Your objective:
Convert the lines of the listing below into a JSON list of strings, one string per line with blank lines omitted, starting with the line that contains "The component shall place one marker per instance of the grey" and continuing through the last line of the listing, both included.
------------------------------------------------
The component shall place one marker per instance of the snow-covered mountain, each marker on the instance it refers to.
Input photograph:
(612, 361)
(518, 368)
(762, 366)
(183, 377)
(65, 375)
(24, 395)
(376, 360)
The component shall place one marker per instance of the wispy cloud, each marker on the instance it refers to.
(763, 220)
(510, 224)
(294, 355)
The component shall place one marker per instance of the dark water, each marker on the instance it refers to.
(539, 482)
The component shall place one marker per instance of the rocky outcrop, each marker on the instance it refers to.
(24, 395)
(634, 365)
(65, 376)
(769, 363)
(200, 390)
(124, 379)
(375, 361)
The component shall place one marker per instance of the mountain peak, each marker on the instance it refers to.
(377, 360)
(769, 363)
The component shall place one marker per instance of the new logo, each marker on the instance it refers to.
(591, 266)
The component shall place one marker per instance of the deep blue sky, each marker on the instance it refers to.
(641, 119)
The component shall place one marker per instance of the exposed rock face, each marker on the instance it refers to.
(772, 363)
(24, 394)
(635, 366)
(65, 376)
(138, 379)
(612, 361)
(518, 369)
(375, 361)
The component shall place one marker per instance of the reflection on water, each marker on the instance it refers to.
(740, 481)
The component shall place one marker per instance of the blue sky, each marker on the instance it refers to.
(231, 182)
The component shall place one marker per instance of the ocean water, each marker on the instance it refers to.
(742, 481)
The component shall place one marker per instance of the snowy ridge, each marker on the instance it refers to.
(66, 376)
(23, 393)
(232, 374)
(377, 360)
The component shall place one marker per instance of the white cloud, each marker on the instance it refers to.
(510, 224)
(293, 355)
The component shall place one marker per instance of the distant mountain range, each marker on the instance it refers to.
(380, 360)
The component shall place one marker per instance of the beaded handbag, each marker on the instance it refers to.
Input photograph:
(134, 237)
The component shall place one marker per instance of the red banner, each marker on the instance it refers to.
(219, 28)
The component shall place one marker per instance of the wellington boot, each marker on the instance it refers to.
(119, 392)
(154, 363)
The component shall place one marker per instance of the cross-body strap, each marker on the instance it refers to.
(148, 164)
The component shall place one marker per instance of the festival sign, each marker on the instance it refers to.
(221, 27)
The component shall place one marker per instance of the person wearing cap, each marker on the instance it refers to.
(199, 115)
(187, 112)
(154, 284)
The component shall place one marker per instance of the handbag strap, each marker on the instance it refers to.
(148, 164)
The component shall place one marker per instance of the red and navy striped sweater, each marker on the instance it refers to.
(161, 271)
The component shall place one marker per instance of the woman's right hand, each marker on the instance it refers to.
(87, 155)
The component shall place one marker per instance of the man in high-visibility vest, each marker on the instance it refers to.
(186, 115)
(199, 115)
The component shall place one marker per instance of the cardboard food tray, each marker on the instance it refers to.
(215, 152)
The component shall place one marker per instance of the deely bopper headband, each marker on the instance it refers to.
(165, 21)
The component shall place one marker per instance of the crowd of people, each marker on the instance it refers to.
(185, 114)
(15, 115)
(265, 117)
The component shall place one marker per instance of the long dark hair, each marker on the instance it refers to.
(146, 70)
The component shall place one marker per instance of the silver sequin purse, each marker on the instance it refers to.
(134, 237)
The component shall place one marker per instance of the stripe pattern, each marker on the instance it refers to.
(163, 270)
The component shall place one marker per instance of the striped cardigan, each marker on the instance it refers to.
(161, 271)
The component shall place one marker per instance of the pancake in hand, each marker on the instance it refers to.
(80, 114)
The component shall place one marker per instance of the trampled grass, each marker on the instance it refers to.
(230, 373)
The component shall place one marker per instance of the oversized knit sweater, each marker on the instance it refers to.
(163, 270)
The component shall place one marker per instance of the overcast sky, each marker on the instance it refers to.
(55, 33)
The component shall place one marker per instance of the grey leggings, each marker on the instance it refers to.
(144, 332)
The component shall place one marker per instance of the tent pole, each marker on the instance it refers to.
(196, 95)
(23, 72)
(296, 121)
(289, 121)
------------------------------------------------
Complete output:
[
  "The component shall place one marker per instance of the grey leggings, each marker on the instance it refers to.",
  "(144, 332)",
  "The component shall place one marker per instance of the tent pole, each marker on the instance it refers to.",
  "(196, 95)",
  "(23, 72)",
  "(296, 121)",
  "(289, 121)"
]